■ **Material for the task**
====================
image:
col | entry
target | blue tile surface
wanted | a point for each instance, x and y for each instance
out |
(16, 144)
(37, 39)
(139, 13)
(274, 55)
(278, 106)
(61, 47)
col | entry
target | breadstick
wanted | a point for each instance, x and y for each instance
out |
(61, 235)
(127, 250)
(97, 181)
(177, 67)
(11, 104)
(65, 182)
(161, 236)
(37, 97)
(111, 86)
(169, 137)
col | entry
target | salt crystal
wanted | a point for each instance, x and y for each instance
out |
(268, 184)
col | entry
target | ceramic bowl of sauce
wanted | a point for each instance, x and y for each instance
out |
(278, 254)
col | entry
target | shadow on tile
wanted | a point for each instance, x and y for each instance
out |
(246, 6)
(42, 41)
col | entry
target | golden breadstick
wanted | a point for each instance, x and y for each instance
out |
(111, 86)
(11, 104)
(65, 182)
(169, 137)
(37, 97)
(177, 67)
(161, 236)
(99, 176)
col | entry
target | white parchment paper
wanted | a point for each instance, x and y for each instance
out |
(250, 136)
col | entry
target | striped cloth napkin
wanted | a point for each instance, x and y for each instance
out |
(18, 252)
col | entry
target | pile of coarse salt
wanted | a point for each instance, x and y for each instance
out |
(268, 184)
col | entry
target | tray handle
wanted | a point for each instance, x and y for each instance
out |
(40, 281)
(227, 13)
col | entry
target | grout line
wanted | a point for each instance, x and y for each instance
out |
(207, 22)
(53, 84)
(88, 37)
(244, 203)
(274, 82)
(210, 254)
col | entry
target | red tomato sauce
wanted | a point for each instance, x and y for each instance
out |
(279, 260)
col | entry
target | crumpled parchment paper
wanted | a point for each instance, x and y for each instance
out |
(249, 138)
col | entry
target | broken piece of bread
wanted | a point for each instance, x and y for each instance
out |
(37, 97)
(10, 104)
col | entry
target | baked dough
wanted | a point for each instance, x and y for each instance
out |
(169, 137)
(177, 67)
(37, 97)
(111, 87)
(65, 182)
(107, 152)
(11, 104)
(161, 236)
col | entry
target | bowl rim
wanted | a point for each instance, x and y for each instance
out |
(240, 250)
====================
■ **Work to complete**
Print out the whole listing exactly as it appears.

■ **Result of the task**
image:
col | entry
target | blue tile surface
wanted | a point for each instance, x and y for each instance
out |
(16, 144)
(37, 39)
(139, 13)
(274, 55)
(278, 106)
(61, 47)
col | entry
target | breadstick
wanted | a point for each instance, x and y for each instance
out |
(61, 235)
(127, 250)
(97, 181)
(177, 67)
(11, 104)
(65, 182)
(161, 236)
(37, 97)
(111, 86)
(169, 137)
col | entry
target | salt crystal
wanted | a point for each instance, x and y for each instance
out |
(268, 184)
col | entry
target | ceramic bowl of sauce
wanted | a point for each instance, x and y for each instance
out |
(278, 254)
col | entry
target | shadow on tile
wanted | a point for each instance, x and y for each instance
out |
(246, 6)
(42, 41)
col | entry
target | golden breadstick
wanted | a point for each instance, x and y for each instance
out |
(111, 86)
(11, 104)
(65, 182)
(169, 137)
(37, 97)
(177, 67)
(161, 236)
(99, 176)
col | entry
target | white parchment paper
wanted | a point for each instance, x and y for each instance
out |
(250, 136)
col | entry
target | striped cloth napkin
wanted | a point for each instance, x and y for each instance
out |
(18, 252)
col | entry
target | pile of coarse salt
wanted | a point for each instance, x and y for each instance
out |
(268, 184)
col | entry
target | tray handle
wanted | a point for each instance, x and y for each instance
out |
(40, 281)
(227, 13)
col | entry
target | grout line
wanted | a point for each instance, x and y for each instance
out |
(207, 22)
(53, 84)
(88, 37)
(244, 203)
(274, 82)
(210, 254)
col | entry
target | red tomato sauce
wanted | a point for each instance, x and y for each instance
out |
(279, 260)
col | entry
target | crumpled parchment paper
wanted | a point for each instance, x and y for each instance
out |
(249, 138)
col | entry
target | broken piece of bread
wanted | a point for each instance, x and y for each instance
out |
(37, 97)
(10, 104)
col | entry
target | baked dough
wanted | a point for each instance, x and y for each instance
out |
(169, 137)
(177, 67)
(37, 97)
(111, 87)
(65, 182)
(107, 152)
(11, 104)
(161, 236)
col | entry
target | bowl rim
wanted | a point for each instance, x and y for each instance
out |
(240, 250)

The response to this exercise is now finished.